§ Supplied data
Start of Block

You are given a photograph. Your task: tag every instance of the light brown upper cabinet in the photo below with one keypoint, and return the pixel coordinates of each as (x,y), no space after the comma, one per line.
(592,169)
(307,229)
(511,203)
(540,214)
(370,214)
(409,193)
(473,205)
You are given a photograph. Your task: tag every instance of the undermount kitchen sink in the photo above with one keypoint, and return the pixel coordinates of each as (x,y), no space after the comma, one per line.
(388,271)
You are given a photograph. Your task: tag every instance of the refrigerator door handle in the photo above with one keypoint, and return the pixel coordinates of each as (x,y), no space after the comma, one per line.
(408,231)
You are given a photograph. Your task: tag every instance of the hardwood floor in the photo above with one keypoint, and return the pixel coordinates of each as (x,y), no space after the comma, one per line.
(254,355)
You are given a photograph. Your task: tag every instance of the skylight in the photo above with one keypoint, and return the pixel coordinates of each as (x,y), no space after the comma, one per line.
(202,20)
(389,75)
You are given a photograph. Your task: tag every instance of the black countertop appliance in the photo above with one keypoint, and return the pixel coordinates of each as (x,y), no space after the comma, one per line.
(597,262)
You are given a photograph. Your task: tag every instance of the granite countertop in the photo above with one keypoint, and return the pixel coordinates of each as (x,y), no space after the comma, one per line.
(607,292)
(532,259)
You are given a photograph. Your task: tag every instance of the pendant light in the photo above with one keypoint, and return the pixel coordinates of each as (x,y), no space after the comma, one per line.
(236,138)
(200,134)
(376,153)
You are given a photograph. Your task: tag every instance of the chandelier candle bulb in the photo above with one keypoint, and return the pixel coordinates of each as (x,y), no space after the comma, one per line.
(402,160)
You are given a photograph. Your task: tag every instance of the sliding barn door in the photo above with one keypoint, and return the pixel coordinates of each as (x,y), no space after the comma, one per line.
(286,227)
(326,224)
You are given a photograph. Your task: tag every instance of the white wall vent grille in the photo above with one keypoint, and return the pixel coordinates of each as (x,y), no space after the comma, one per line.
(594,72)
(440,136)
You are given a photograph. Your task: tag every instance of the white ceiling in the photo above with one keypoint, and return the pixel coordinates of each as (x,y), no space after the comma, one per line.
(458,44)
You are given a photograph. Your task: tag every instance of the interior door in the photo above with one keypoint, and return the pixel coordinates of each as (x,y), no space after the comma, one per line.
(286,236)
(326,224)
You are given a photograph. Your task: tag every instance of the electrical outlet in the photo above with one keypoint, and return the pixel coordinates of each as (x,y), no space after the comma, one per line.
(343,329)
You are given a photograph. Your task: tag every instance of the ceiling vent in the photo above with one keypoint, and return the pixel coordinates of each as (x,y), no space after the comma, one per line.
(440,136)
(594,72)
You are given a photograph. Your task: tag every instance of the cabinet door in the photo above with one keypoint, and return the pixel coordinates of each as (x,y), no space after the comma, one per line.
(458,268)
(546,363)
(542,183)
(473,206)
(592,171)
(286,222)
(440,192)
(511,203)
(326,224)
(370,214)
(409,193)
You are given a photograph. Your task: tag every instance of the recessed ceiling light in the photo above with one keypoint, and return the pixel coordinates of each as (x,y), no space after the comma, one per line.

End of Block

§ Work required
Repeat each record exactly, leaving nothing out.

§ Result of this task
You are given a photograph. Your task: tag every instance of the light brown upper cabinet in the photo below with one keypoint, and return the pixel coordinates of each as (x,y), no space after the comma, one per line.
(592,169)
(307,229)
(511,203)
(540,214)
(370,214)
(409,193)
(473,205)
You are given a photograph. Your task: tag every instance of the undermount kitchen sink in the photo above with one keypoint, and return the pixel coordinates of each as (x,y), no space after the comma, one per line.
(388,271)
You are given a photograph. Your task: tag every instance of the refrigerator door handle in the photo above with one keypoint, and return the pixel coordinates of each as (x,y), no space after the comma, one per line.
(408,231)
You are given a photograph. Your task: tag every instance of the hardwood floor in the photo above with one keypoint, and return the pixel coordinates of each as (x,y), no space after the comma, one per line.
(254,355)
You are given a photograph. Your task: tag every instance of the skylight in the photo above with one keypoint, and return the pixel coordinates of each as (x,y), no space after the comma, one per line.
(202,20)
(389,75)
You are given a photograph. Your task: tag every instance of the black countertop appliance in the photo above with one keypoint, and return the pixel coordinates of each as (x,y), no space after the comma, one per line.
(597,262)
You are given a photograph. Your task: tag every instance of the granite countertop in the photo above with one keypoint, and return the pixel coordinates of each as (x,y), no space after the comma, one per line.
(607,292)
(532,259)
You are given a photograph. Your task: tag every instance of the pendant light in the photo above with one keypoint, and return the pixel coordinates of each as (x,y), no space after the comma, one per line.
(236,138)
(200,134)
(376,153)
You are given a photograph. Your task: tag every instance of the chandelier candle bulb in the photo above with one keypoint, and return the pixel coordinates of each as (x,y), no space after the comma, one per line.
(402,160)
You are given a photograph. Your task: tag every instance of the sliding barn door in the photo above with one keypoint, and return the pixel coordinates of each as (x,y), no space after the comma, one per line.
(286,227)
(326,224)
You are given a photograph. Your task: tag every instance of the white wall vent grille in the photo above with one keypoint, and return the pixel coordinates of each as (x,y), no space after the comma, one per line.
(594,72)
(440,136)
You are given a photograph. Your task: tag every instance of the white ceiling in the photo above with one keypoint, and return the pixel coordinates of each as (x,y), no space after the comma, one per line.
(458,44)
You are given a photograph. Your task: tag every instance of the interior door in the photo above with one keypoint, and return the pixel coordinates of each as (x,y), no space after the comma, one per line.
(286,236)
(326,224)
You are given a photograph. Your task: tag every instance of the electrical outlet in the photo above with one keypoint, and return the pixel coordinates of each as (x,y), no space after the comma, one per line.
(343,329)
You are given a photograph. Your task: tag every instance of the ceiling vent in the photo above with one keypoint, and return the pixel coordinates of each as (x,y), no space after the comma, one per line.
(440,136)
(594,72)
You are given a photograph. Your task: tag every instance of the cabinet door in the photo above with one keypoint, and return the pixel coordinates of each as (x,y), no space after the comma, one per line.
(458,268)
(546,363)
(542,183)
(473,206)
(592,171)
(286,222)
(440,192)
(511,203)
(326,224)
(370,214)
(409,193)
You are given a photograph. Your task: tag every instance of the recessed ceiling light in the photo above with one keypoint, and return the pixel coordinates of each as (x,y), no space after the comma, one per line.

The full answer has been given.